- What you should do -
From the commentary on Boaz greeting the reapers, return the passage starting at "II. That masters" and ending at "and footstep thereof.", word for word.
====== Passage given
Boaz came from Bethlehem, and said unto the reapers, The Lord be with you.

Salutation and prayer

I. That it is a commendable thing for one to salute another when they meet.

II. That masters are to pray that God may be with their household, family, and workmen. (R. Bernard.)

A good master

1. The works of God’s providence are very wonderful works. There is a “behold” put upon this passage. Oh, the wonderful concurrence of these occurrences! Here Ruth is ordered by Providence into Boaz’s field, and Boaz is ordered by the same Providence to meet Ruth in his field; and all this in tendency to accomplish a great design of their marrying together, infinitely above both their thoughts. It would plainly astonish us to observe diligently the strange occurrences of Divine Providence, and it is our great loss to live so little in the observation of every passage and footstep thereof.

2. It is comely and commodious for masters to mind personally their own concerns. Thus Boaz here did. Wise Cato could say, “That man which minds not his vintage or harvest, the further he is from his labour, the nearer he is to his loss”; and his eyes are every way, and everywhere.

(1) Upon the servants;

(2) upon the reapers;

(3) upon the gleaners;

(4) not only looking to, but even lodging in the midst of, his labourers, if he did not also labour him self in winnowing work (Ruth 3:2; Ruth 3:4).

3. Christianity is no enemy to comity and courtesy; or, civil salutations are consistent with true sanctity in humane society.

4. Civil salutation ought to be paid again in the same coin, saluting for saluting. (C. Ness.)
============
====== Dataset section
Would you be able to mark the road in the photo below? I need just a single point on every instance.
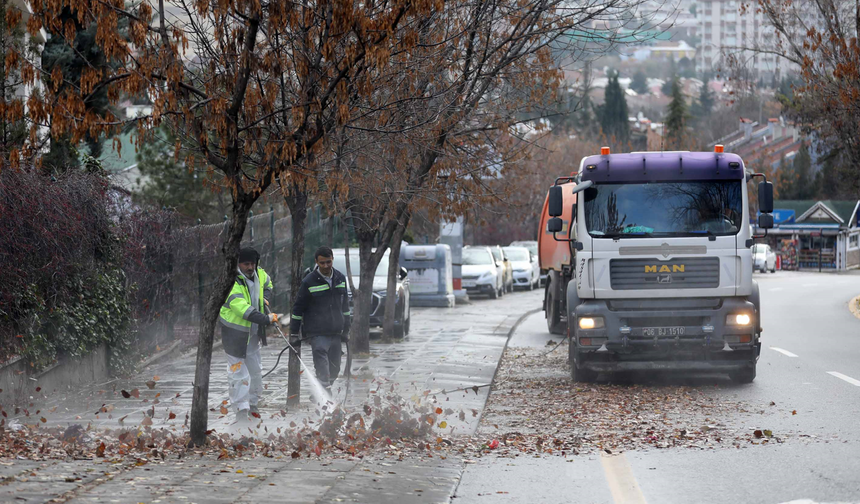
(807, 393)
============
- Solution to this exercise -
II. That masters are to pray that God may be with their household, family, and workmen. (R. Bernard.)

A good master

1. The works of God’s providence are very wonderful works. There is a “behold” put upon this passage. Oh, the wonderful concurrence of these occurrences! Here Ruth is ordered by Providence into Boaz’s field, and Boaz is ordered by the same Providence to meet Ruth in his field; and all this in tendency to accomplish a great design of their marrying together, infinitely above both their thoughts. It would plainly astonish us to observe diligently the strange occurrences of Divine Providence, and it is our great loss to live so little in the observation of every passage and footstep thereof.